In the account of the breast MRI scan below, starting at "I'm asked to" and ending at "I'm feeling OK.", change "radiographer" to "technologist" and write out that part again.

Selected passage
......

November 2013
Today I'm having a
breast MRI scan. One of the issues with having breast cancer at an
earlier than average age is that the breast tissue can be too dense
to be definitively scanned with conventional mammography, so while we
know for sure that I have cancer in my right breast, my doctors can't
say with absolute certainty that my left one is clear.
In case you've never
had an MRI, you're placed on a bed which rolls into a tubular
machine. It's a little claustrophobic, but not particularly invasive
or unpleasant. The procedure for a breast MRI, though, is a little
different than the scans I've had in the past.
I'm asked to lie on my
front, with my chest on a scanning platform and my arms above my
head. My breasts – and there's no way to describe this that makes
it sound dignified – dangle below me into two holes in the
platform, under which there are plastic cups. Large, cold plastic
cups.
Not for the first time
during an important medical test, I get a fit of the giggles. The
radiographer pauses in her explanation of the test I'm about to have
to ask if I'm feeling OK.

......

(Collected data)
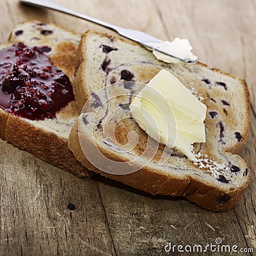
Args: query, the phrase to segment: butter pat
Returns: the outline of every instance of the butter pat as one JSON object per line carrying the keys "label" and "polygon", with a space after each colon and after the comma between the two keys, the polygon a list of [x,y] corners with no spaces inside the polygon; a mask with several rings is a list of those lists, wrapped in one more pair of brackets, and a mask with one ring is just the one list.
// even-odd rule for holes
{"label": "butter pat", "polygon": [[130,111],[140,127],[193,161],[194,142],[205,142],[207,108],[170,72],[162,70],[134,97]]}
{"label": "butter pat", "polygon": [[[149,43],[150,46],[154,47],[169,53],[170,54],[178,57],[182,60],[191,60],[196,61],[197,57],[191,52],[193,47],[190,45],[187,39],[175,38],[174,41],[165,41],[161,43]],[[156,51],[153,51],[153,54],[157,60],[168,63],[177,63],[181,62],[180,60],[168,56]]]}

......

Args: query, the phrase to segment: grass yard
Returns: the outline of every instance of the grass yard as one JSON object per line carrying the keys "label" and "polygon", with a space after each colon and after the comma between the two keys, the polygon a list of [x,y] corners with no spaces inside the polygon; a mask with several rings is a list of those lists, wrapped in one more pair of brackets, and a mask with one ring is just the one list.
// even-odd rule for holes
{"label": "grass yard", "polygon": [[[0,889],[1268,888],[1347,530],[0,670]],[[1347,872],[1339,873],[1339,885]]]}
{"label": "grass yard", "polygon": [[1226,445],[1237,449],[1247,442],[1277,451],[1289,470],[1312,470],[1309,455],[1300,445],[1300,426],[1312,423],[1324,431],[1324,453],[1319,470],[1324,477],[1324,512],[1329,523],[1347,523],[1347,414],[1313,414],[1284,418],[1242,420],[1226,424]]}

......

Task solution
I'm asked to lie on my
front, with my chest on a scanning platform and my arms above my
head. My breasts – and there's no way to describe this that makes
it sound dignified – dangle below me into two holes in the
platform, under which there are plastic cups. Large, cold plastic
cups.
Not for the first time
during an important medical test, I get a fit of the giggles. The
technologist pauses in her explanation of the test I'm about to have
to ask if I'm feeling OK.